# [Records to process]
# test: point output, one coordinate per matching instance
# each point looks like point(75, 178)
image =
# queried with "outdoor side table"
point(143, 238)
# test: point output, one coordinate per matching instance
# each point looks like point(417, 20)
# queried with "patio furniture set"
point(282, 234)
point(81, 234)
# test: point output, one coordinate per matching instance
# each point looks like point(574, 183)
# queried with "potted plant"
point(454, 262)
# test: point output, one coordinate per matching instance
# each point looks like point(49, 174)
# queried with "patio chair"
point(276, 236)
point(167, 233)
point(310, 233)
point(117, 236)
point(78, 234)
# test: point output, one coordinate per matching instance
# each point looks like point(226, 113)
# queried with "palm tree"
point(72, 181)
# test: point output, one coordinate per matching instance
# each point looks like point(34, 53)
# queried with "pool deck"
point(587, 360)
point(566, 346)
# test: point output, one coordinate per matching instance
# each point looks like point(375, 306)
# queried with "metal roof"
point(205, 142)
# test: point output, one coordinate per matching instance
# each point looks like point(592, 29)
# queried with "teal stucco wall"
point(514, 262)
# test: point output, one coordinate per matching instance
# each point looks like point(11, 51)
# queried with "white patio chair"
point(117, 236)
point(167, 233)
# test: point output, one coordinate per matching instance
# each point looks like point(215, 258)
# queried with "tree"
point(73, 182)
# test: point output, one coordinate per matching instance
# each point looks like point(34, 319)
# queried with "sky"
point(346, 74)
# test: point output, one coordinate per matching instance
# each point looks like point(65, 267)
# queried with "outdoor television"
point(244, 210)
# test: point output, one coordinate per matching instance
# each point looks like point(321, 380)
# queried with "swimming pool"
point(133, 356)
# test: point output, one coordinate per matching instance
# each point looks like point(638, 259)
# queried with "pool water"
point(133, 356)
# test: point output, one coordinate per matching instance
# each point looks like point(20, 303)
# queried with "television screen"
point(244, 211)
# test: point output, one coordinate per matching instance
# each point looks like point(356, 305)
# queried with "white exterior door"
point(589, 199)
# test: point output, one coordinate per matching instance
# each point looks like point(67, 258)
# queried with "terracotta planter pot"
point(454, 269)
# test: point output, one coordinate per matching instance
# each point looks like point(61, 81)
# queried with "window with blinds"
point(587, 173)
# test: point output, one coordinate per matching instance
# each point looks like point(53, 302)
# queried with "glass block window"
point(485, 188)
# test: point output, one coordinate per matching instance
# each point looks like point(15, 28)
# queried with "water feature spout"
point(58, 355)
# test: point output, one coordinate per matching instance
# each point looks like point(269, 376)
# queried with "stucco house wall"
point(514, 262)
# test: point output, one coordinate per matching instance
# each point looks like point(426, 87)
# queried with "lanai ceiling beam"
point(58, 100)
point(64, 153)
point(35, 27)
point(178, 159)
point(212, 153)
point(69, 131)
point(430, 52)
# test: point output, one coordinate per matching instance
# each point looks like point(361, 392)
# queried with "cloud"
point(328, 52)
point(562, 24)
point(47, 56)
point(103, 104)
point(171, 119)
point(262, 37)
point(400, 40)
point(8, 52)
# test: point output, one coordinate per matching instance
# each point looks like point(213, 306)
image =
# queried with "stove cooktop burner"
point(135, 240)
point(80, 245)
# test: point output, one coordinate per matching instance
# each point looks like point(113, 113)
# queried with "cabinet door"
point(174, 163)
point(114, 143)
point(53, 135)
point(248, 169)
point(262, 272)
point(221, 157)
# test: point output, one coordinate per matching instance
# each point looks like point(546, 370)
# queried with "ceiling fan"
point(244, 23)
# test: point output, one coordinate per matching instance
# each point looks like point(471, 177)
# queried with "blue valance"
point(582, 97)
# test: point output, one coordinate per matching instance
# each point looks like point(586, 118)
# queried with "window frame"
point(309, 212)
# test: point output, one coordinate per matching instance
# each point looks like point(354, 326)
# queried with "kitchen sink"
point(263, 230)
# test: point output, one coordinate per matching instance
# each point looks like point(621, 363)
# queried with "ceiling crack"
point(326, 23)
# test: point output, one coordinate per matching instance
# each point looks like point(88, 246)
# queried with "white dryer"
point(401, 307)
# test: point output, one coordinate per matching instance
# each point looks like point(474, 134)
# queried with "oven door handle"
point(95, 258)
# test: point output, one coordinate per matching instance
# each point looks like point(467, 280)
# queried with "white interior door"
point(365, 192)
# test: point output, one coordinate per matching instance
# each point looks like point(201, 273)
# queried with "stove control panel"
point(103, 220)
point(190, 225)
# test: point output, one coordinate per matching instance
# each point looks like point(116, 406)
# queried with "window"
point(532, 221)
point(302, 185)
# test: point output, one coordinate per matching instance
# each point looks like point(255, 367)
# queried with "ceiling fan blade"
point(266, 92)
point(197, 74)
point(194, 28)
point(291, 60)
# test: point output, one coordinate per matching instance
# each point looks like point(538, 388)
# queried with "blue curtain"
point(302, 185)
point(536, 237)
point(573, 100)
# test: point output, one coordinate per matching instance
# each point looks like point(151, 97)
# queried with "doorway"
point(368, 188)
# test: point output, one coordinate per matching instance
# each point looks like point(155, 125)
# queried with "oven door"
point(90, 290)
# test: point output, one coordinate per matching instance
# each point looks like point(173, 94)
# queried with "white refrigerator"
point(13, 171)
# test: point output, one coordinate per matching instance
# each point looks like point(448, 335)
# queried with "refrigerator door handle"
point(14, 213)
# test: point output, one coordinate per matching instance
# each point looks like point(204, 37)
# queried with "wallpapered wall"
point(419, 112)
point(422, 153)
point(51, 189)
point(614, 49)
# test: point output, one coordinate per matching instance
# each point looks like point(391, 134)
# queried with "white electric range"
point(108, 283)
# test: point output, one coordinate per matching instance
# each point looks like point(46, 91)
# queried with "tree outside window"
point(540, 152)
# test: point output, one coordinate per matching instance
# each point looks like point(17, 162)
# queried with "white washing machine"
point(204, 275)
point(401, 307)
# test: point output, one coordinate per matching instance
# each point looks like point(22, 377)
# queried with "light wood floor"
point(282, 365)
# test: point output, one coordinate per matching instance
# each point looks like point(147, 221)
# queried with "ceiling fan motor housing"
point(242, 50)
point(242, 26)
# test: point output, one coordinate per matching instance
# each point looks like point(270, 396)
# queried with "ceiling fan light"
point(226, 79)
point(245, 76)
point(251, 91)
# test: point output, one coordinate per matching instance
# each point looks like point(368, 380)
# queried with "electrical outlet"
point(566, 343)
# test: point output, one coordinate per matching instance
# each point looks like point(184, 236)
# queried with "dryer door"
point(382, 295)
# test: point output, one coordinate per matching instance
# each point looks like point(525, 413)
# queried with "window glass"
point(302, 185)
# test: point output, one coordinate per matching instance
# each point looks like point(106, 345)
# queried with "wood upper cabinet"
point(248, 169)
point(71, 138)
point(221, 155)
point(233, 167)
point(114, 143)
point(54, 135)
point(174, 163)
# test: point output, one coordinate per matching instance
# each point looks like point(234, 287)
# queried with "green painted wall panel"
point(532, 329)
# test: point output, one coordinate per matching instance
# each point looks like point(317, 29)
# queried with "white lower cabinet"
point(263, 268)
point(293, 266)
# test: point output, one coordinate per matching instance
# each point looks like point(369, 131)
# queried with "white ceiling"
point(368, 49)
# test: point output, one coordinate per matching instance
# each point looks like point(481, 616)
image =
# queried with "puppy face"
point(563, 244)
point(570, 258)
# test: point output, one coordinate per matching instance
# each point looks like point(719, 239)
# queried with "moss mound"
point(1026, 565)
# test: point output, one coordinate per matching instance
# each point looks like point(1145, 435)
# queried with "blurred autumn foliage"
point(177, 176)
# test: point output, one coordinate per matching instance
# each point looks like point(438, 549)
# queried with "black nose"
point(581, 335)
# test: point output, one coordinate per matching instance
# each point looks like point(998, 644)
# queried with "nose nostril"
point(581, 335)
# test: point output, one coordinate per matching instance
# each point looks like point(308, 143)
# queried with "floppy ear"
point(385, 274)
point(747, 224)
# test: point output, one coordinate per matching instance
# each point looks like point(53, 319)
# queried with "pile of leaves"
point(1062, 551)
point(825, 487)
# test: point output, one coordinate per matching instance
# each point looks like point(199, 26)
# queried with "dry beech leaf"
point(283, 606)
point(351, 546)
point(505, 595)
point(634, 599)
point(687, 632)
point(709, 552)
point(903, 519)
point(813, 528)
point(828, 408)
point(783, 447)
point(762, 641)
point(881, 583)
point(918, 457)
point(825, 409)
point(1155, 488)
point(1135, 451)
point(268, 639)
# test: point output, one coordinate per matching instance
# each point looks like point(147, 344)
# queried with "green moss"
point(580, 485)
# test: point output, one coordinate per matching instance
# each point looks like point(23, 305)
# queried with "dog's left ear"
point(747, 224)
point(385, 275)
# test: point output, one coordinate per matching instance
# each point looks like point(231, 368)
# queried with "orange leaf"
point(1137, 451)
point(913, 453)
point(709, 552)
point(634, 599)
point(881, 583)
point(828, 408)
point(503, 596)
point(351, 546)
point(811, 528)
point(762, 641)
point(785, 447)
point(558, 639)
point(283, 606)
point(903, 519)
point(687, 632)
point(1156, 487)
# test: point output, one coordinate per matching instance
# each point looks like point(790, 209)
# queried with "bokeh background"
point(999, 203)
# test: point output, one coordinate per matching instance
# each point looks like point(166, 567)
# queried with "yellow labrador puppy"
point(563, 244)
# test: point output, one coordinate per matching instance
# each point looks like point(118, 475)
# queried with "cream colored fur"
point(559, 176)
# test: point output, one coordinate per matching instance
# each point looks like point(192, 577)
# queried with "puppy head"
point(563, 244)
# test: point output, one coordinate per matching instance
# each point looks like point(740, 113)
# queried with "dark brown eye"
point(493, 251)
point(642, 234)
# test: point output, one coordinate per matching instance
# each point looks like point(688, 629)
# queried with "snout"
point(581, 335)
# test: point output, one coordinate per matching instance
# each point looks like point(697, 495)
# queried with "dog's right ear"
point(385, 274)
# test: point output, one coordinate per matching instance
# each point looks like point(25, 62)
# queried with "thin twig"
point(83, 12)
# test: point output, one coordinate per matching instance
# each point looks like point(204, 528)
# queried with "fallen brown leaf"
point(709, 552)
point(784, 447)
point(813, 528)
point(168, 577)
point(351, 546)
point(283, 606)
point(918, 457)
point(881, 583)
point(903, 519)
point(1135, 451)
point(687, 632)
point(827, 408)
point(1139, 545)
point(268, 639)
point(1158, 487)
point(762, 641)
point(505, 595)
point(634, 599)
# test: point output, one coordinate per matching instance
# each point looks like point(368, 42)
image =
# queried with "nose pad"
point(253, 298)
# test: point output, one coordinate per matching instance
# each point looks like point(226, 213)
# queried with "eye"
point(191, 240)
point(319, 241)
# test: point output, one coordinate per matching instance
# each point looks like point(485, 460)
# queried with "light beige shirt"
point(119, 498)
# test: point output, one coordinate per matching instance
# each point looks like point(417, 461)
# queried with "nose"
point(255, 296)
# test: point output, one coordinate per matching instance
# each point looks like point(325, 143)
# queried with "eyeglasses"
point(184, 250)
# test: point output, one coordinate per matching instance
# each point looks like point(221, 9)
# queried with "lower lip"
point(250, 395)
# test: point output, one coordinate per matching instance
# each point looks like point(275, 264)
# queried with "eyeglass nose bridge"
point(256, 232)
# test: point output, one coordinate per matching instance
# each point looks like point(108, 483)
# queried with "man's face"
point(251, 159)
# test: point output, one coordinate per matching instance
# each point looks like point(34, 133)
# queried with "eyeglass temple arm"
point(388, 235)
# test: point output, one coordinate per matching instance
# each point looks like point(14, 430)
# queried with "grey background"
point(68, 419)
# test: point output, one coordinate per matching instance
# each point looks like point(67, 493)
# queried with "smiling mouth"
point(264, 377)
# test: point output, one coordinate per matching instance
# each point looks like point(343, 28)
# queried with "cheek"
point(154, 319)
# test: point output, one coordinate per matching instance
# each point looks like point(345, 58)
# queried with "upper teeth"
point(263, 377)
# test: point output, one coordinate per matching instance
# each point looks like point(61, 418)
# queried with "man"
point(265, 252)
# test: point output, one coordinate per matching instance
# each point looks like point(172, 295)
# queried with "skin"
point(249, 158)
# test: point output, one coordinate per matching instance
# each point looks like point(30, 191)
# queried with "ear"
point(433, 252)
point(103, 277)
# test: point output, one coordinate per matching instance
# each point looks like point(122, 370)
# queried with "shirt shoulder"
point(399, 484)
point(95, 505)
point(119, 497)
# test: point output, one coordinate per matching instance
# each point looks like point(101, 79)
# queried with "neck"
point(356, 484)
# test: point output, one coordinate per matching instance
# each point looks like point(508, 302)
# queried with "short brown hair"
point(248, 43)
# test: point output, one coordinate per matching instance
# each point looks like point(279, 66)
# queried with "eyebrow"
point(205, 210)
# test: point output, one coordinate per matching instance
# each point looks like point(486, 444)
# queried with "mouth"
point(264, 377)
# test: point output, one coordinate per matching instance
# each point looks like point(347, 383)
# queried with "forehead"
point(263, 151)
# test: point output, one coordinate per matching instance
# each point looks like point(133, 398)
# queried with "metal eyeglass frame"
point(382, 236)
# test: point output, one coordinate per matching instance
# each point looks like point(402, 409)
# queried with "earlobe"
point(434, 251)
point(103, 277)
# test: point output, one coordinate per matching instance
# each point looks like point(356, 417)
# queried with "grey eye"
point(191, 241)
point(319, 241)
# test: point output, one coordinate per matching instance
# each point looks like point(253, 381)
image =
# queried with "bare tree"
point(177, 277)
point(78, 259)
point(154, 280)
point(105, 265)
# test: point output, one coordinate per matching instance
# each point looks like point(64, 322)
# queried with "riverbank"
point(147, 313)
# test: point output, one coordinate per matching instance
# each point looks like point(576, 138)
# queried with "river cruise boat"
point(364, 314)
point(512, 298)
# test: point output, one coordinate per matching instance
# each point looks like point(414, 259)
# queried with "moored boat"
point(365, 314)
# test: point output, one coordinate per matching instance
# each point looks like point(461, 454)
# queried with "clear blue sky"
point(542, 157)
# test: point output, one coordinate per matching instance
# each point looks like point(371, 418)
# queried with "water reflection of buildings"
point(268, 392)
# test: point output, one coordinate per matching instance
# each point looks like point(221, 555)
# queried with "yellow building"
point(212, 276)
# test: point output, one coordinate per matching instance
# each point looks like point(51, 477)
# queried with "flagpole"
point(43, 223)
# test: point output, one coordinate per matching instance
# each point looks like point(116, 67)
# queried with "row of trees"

# [Challenge]
Write out the entries word for word, from the first line through the line containing "point(244, 210)", with both ends included.

# [Exercise output]
# test: point output, one coordinate per matching instance
# each point looks like point(75, 178)
image =
# queried with "outdoor side table"
point(143, 238)
# test: point output, one coordinate per matching instance
# each point looks like point(417, 20)
# queried with "patio furniture set"
point(282, 234)
point(81, 234)
# test: point output, one coordinate per matching instance
# each point looks like point(574, 183)
# queried with "potted plant"
point(454, 262)
# test: point output, one coordinate per matching instance
# each point looks like point(49, 174)
# queried with "patio chair"
point(276, 236)
point(167, 233)
point(310, 233)
point(117, 236)
point(78, 234)
# test: point output, one coordinate per matching instance
# each point looks like point(226, 113)
# queried with "palm tree"
point(72, 181)
# test: point output, one coordinate per matching instance
# each point looks like point(34, 53)
# queried with "pool deck"
point(587, 360)
point(566, 346)
# test: point output, one coordinate per matching instance
# each point looks like point(375, 306)
# queried with "metal roof"
point(205, 142)
# test: point output, one coordinate per matching instance
# each point looks like point(592, 29)
# queried with "teal stucco wall"
point(514, 262)
# test: point output, one coordinate per matching instance
# each point looks like point(11, 51)
# queried with "white patio chair"
point(117, 236)
point(167, 233)
# test: point output, one coordinate per matching instance
# each point looks like point(215, 258)
# queried with "tree"
point(73, 182)
# test: point output, one coordinate per matching instance
# each point looks like point(34, 319)
# queried with "sky"
point(346, 74)
# test: point output, one coordinate per matching instance
# each point looks like point(65, 267)
# queried with "outdoor television"
point(244, 210)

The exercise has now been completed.